* The task:
Extract the records from their first line up to and including the line with "column 406, row 240", reproducing each line verbatim. Omit the pictures from your answer.

-- BEGIN --

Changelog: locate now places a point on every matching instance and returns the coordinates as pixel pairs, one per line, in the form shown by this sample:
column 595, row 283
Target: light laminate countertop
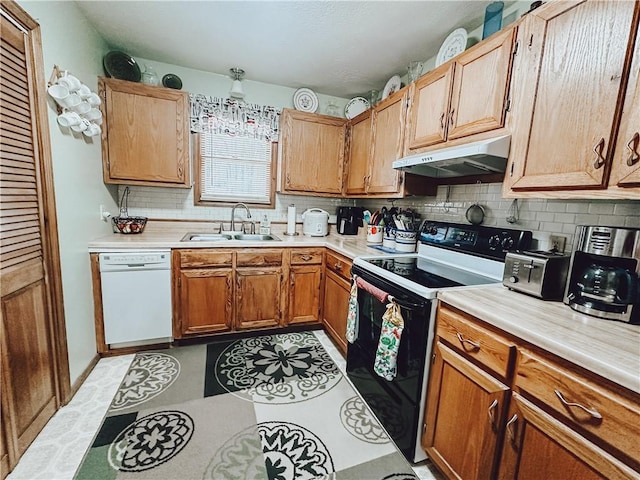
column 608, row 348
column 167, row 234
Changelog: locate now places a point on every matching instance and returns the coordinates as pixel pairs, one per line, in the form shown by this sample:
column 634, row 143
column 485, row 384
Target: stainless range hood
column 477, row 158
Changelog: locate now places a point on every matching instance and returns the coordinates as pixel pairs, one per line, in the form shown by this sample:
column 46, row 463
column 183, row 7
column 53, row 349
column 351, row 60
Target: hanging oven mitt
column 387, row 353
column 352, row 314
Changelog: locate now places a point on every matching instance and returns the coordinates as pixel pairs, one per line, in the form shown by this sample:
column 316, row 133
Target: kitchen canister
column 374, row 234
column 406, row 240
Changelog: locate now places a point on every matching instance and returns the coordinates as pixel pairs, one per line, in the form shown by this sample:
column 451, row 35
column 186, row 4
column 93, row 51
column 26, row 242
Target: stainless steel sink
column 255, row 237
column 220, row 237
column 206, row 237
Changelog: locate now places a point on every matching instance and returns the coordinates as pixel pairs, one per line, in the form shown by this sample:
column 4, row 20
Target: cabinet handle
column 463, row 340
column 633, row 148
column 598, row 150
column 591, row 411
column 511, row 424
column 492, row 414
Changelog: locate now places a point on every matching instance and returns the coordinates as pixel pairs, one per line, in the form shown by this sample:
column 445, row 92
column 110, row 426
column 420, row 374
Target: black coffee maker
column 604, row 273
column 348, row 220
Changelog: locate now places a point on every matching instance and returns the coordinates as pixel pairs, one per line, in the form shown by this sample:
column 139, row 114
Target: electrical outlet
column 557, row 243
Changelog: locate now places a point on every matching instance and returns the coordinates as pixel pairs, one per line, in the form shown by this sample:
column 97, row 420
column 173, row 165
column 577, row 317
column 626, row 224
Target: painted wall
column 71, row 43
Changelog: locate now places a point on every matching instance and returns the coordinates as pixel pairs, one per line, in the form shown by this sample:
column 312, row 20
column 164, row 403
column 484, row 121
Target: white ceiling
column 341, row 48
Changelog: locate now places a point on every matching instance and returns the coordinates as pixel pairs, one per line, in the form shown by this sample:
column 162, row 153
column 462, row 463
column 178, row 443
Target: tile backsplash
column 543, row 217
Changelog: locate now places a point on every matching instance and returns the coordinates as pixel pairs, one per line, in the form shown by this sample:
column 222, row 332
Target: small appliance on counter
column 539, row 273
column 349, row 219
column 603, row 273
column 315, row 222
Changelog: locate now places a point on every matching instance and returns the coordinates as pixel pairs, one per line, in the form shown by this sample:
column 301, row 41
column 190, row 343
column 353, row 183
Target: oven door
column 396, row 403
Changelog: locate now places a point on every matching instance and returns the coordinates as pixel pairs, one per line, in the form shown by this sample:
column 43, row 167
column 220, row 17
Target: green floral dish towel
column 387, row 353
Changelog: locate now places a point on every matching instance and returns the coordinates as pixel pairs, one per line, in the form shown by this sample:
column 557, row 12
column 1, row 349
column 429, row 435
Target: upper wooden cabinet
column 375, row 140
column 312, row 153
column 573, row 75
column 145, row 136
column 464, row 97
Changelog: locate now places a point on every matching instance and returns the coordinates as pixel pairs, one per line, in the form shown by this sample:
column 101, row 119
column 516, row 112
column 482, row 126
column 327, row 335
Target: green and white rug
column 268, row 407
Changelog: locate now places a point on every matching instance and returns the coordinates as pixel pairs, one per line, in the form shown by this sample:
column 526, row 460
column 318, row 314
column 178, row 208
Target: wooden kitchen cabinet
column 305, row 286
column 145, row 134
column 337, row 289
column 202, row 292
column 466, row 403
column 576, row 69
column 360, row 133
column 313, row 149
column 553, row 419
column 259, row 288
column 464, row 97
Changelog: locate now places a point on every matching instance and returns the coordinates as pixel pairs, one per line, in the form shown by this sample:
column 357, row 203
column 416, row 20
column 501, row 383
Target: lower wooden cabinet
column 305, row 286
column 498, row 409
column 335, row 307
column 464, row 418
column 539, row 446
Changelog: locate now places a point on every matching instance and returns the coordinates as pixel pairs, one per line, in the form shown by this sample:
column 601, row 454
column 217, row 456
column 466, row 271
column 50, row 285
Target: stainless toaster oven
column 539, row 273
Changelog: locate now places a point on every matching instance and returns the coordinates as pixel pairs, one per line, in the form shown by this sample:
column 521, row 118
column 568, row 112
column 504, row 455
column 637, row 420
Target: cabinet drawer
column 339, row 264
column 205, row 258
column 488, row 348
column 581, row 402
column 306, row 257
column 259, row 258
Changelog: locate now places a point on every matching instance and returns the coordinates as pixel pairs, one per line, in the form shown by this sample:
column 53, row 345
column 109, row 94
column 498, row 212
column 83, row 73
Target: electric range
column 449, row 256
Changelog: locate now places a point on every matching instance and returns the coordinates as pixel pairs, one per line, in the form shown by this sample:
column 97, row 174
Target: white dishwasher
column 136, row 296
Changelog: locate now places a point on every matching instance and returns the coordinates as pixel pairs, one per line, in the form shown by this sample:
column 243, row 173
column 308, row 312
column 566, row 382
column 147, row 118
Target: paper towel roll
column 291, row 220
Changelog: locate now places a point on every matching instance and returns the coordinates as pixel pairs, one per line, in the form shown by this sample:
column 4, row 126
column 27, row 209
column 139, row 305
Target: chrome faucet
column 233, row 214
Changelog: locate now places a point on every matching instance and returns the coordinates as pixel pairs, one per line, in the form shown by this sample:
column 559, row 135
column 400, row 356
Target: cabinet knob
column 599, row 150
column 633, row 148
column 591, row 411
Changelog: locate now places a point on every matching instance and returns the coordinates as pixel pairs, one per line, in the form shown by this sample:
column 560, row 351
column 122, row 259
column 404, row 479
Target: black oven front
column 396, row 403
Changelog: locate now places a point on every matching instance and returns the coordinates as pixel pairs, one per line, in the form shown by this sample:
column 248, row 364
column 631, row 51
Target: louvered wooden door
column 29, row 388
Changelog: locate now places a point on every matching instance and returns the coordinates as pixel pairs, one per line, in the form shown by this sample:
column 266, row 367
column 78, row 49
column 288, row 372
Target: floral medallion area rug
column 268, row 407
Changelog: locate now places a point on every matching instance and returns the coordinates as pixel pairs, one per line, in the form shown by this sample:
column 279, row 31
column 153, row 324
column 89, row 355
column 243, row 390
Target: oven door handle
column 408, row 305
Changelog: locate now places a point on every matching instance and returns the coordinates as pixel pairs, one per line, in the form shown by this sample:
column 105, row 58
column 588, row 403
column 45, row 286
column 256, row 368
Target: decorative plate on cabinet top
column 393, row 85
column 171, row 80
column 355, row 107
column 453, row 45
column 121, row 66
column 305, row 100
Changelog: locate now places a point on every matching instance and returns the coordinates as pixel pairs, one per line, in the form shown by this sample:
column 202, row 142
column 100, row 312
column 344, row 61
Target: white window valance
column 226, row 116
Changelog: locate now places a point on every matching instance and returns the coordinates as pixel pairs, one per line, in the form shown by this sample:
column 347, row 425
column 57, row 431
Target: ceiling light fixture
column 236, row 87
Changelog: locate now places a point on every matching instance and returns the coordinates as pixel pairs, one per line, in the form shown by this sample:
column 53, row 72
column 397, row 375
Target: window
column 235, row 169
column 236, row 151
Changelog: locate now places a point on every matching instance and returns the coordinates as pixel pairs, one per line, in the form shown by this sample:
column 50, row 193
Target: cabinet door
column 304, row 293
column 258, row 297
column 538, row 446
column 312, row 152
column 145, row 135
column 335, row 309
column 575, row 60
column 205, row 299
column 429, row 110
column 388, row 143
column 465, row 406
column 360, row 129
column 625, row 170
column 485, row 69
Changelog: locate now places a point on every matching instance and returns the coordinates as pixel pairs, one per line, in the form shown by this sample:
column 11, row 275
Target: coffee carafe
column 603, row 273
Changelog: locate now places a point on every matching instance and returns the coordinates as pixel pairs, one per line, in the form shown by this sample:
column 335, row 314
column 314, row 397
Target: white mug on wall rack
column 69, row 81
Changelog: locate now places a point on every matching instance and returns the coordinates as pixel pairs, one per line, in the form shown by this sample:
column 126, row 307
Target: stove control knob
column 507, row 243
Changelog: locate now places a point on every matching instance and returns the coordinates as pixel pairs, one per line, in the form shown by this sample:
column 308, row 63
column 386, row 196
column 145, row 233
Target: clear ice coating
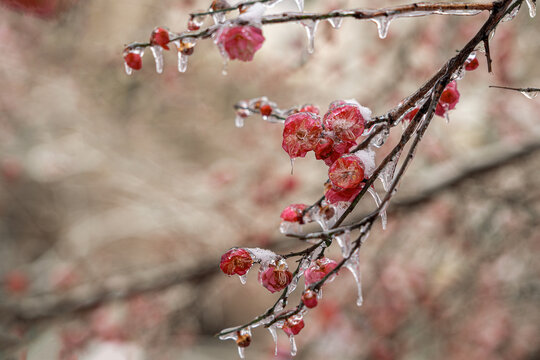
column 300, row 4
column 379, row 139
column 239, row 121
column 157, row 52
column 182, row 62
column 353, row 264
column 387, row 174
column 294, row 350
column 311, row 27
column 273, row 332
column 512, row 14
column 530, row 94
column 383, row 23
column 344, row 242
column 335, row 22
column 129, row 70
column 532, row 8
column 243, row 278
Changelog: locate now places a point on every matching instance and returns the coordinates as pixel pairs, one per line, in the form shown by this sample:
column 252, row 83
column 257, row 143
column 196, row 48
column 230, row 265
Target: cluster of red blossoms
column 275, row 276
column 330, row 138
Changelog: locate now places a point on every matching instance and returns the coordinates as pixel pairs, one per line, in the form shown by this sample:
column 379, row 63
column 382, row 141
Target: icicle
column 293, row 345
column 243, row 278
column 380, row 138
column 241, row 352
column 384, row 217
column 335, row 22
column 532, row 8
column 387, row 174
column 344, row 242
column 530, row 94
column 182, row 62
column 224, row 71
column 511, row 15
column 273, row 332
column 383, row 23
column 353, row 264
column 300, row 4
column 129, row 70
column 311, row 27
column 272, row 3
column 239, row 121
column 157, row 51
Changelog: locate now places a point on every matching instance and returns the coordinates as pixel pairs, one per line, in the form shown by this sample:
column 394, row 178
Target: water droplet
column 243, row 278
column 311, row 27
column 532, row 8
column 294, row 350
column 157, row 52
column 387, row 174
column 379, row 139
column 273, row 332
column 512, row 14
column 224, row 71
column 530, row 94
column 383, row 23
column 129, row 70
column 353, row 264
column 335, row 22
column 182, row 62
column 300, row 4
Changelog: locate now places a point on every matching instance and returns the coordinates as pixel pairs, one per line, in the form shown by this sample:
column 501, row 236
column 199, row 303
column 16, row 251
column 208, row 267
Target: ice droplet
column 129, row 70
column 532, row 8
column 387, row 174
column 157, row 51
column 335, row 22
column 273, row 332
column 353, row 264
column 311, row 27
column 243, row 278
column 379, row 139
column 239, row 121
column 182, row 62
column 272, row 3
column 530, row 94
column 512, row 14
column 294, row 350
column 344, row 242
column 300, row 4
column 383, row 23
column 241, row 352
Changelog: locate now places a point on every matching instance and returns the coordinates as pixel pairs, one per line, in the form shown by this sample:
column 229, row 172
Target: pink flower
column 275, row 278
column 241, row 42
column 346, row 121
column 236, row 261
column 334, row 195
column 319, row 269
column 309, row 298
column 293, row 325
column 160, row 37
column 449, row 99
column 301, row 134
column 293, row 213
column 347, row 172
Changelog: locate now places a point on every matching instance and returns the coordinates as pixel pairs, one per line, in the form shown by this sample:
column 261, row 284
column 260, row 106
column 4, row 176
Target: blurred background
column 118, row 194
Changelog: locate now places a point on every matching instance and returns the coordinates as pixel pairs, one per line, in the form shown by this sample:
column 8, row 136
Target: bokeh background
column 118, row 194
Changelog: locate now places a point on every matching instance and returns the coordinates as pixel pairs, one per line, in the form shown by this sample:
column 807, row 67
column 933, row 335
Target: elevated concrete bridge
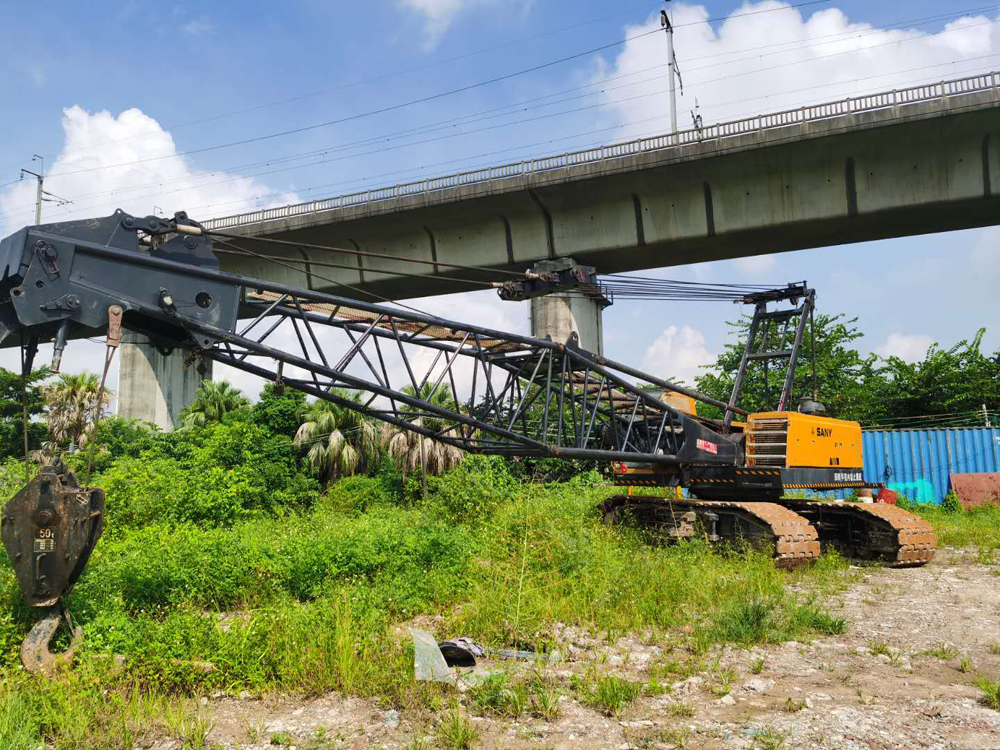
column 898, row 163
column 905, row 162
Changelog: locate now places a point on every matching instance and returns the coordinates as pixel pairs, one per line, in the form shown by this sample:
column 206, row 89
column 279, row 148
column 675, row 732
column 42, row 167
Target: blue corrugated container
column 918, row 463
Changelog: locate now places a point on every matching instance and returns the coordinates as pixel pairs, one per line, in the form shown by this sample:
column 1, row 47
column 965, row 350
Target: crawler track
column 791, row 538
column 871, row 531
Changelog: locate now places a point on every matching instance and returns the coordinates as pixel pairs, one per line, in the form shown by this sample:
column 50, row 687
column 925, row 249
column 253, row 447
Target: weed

-- END --

* Written solution:
Changelog: locate now places a point on every matching instance and returns the coordinates as pixel pairs, one per line, in the form shown by this sample:
column 595, row 283
Target: light laminate countertop
column 608, row 348
column 167, row 234
Changelog: locate now places a point on every matching instance and returns the coordinates as pixel pairs, one per line, in the form shown by this sample:
column 634, row 143
column 485, row 384
Target: stainless range hood
column 477, row 158
Changelog: locate now places a point on every matching instance and returns the coordinates as pixel pairs, one per line, in the form shown by this sample:
column 46, row 463
column 183, row 7
column 53, row 349
column 351, row 60
Target: hanging oven mitt
column 387, row 353
column 352, row 314
Changelog: locate now places a point on every matching instance and returns the coordinates as pixel pairs, one per line, in the form shown by this sample:
column 316, row 133
Target: kitchen canister
column 374, row 234
column 406, row 240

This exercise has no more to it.